> [Given exercise 1]:
List the words Jean uses in the photographer profile to describe the danger he sensed in the Chernobyl forest.
> [Given exercise 2]:
Write the next part of the photographer profile, picking up right after its final sentence.

> [Text block]:
┌────────

Whether battling the elements with trawlermen at sea for his book Pleine Mer (or Men at Sea), photographing the crew of French nuclear submarine Le Terrible, or exploring the aftermath of nuclear disasters in Chernobyl and Fukushima, Jean is drawn to intense situations. "I'm interested in places that haven't been seen much before. In such spaces, you find the essential elements of life," he says. "And it was my childhood dream to visit places like this – submarines, the Arctic..."
Often his series will follow a group of people working together in dangerous circumstances – fishermen on windswept trawlers, scientists on remote Polar expeditions, or French doctors and firefighters rehearsing their response to potential terrorist attacks. His relationship with them is one of mutual respect. "Like many photographers, I am quick to build empathy with people but I maintain a necessary distance," he says. "The people I photograph sense that I'm working alongside them and that I'm genuinely interested in what they do."
Is he ever afraid? "Not afraid in the sense of panic, but I've experienced great apprehension, yes," admits the Magnum photographer. Watching the radiation numbers on a Geiger counter shooting up amid the silence and calm of a forest in Chernobyl was, he says, particularly unsettling. "The danger is invisible, incomprehensible and imperceptible. The grass, the air, nature has become totally hostile."
Since 2008, Jean has regularly accompanied a group of scientists studying the impact of climate change in the Arctic. He documents their work, diving into ice in temperatures of -30ºC to retrieve samples for research, but he also captures the dramatic and quickly disappearing Arctic landscapes. It's a process he describes as "beautiful but very frustrating."

└────────

> [Supplied data]:
┌────────

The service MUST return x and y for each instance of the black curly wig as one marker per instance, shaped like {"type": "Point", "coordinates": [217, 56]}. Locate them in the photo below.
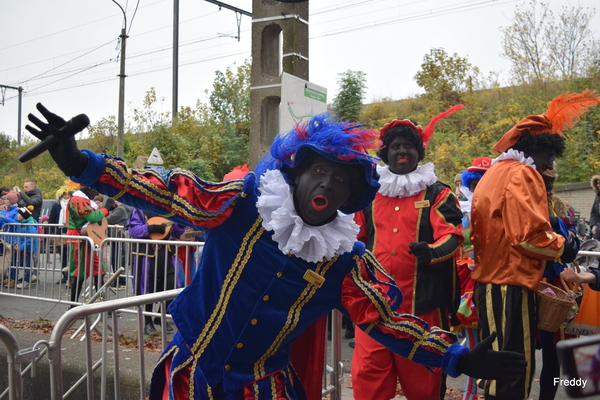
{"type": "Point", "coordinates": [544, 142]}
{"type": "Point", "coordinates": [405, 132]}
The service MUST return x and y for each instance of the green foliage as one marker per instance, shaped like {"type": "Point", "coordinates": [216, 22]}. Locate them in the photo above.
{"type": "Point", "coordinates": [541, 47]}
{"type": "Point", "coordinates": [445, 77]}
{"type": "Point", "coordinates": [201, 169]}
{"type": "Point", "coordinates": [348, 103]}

└────────

> [Exercise response 1]:
invisible, incomprehensible, imperceptible

> [Exercise response 2]:
"In the Arctic, everything takes longer and is more effort than in normal life. Even walking a short distance, getting your hands out of your pockets, undertaking some small technical action, will take 12 times as long there," Jean explains. "There's a physical tiredness in every movement. After 8-10 hours working in the glacial cold, you're suffering and it takes real tenacity to do anything. Sometimes you simply can't go 100 metres further because it's dangerous or because you're exhausted. That's why I use zooms there or when I'm working on boats. I love working with prime lenses but, in those difficult moments, it's just not possible. They're too cumbersome."
How are zoom lenses less cumbersome in those situations? "I need my equipment to have a certain versatility," Jean explains, "as well as producing technical results at an extremely high level. It all depends on the kind of work I'm doing. For example, I'm very into fishing, and I would use certain rods or certain methods for different types of fish, different places, different waters – rivers, torrents, ponds, at sea. It's exactly the same with photography.
"My everyday kit is very light and streamlined but when I have a heavy technical schedule, I need the reassurance that these Canon zooms and cameras provide, even if they are heavy and big. This kit gives me a genuine guarantee that I can do everything I need to do for my job."
On Arctic trips, his kitbag contains a Canon EOS 5D Mark IV and a Canon EOS 5DS, along with a Canon EF 24-70mm f/2.8L II USM lens and a Canon EF 70-200mm f/4L USM lens. "The 24-70mm is precise but it doesn’t have an Image Stabilizer, so I tend to use it in calmer situations, such as when I'm shooting landscapes. I use it with the EOS 5DS body so I have the highest resolution possible. In terms of focus, both zooms respond to fast action.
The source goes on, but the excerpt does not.